**WHAT IS BEING ASKED**
Which lines of the entries contain the word "bird"? Please list them.

**Point localization data**

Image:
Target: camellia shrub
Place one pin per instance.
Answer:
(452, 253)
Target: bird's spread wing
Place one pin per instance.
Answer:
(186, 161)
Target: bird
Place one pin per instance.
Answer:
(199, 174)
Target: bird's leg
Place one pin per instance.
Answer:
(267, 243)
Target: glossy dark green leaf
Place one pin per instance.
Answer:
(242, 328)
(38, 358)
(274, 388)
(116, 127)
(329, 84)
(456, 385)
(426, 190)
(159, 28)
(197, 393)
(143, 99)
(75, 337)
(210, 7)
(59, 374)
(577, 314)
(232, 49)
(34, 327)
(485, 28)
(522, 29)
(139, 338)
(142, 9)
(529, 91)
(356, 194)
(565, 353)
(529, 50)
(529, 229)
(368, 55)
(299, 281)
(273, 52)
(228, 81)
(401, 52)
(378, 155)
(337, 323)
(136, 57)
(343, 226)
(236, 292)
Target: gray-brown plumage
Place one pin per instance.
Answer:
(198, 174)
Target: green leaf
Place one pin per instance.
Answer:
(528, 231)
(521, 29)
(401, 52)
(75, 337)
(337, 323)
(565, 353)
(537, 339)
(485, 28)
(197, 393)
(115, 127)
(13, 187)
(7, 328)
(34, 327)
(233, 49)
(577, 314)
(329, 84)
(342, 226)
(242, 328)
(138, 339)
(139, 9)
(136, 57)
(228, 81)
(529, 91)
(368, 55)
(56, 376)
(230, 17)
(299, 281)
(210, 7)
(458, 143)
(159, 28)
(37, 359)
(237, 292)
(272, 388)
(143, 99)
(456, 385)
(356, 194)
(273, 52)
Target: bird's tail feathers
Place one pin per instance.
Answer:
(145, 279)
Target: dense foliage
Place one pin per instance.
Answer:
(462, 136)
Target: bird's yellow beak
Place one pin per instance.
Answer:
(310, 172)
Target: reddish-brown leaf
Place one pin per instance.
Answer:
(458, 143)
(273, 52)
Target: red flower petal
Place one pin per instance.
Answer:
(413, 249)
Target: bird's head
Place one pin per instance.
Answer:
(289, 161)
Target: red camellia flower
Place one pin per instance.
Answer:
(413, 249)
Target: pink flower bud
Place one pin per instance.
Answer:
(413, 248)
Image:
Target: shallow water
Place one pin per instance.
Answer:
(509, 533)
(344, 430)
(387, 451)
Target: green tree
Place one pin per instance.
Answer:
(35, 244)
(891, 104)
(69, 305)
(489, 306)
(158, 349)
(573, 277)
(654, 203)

**RESPONSE FOR THIS EXERCISE**
Target: bird's spread wing
Target: bird
Target: bird's leg
Target: bird's tail feathers
Target: bird's yellow beak
Target: bird's head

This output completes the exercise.